» **AIM OF THE TASK**: Print the post below about the two new Snowfakery faker providers word for word, from its title through its final line.

Announcing Two New Snowfakery Faker Providers

For the last two years I’ve been fortunate to serve as a leader of the Salesforce Open Source Commons Data Generation Toolkit project. That project has produced and inspired a variety of efforts, including Snowfakery and a collection of starter recipes.

This week, along with my colleague Allison Letts, Salesforce’s Paul Prescod (the creator of Snowfakery), and our fellow project contributor Jung Mun, I helped create two new faker providers for Snowfakery:

What These Faker Providers do

The use of Snowfakery is growing. The more we use it, the more we want the data tailored to specific projects. And the more we find places where the Faker project’s providers do not have quite what we want. In particular the project does not (well did not) have providers for nonprofits and education specific data.

The Nonprofit provider currently just provides organization names:

$ snowfakery snowfakery_nonprofit_example.recipe.yml --target-count 10 nonprofit
nonprofit(id=1, nonprofit_name=Eastern Animal Asscociation)

» **DATA**:
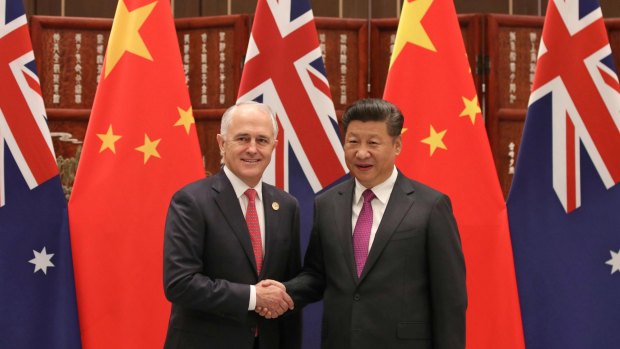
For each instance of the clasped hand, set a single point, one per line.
(272, 299)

» **RESULT**:
Announcing Two New Snowfakery Faker Providers

For the last two years I’ve been fortunate to serve as a leader of the Salesforce Open Source Commons Data Generation Toolkit project. That project has produced and inspired a variety of efforts, including Snowfakery and a collection of starter recipes.

This week, along with my colleague Allison Letts, Salesforce’s Paul Prescod (the creator of Snowfakery), and our fellow project contributor Jung Mun, I helped create two new faker providers for Snowfakery:

What These Faker Providers do

The use of Snowfakery is growing. The more we use it, the more we want the data tailored to specific projects. And the more we find places where the Faker project’s providers do not have quite what we want. In particular the project does not (well did not) have providers for nonprofits and education specific data.

The Nonprofit provider currently just provides organization names:

$ snowfakery snowfakery_nonprofit_example.recipe.yml --target-count 10 nonprofit
nonprofit(id=1, nonprofit_name=Eastern Animal Asscociation)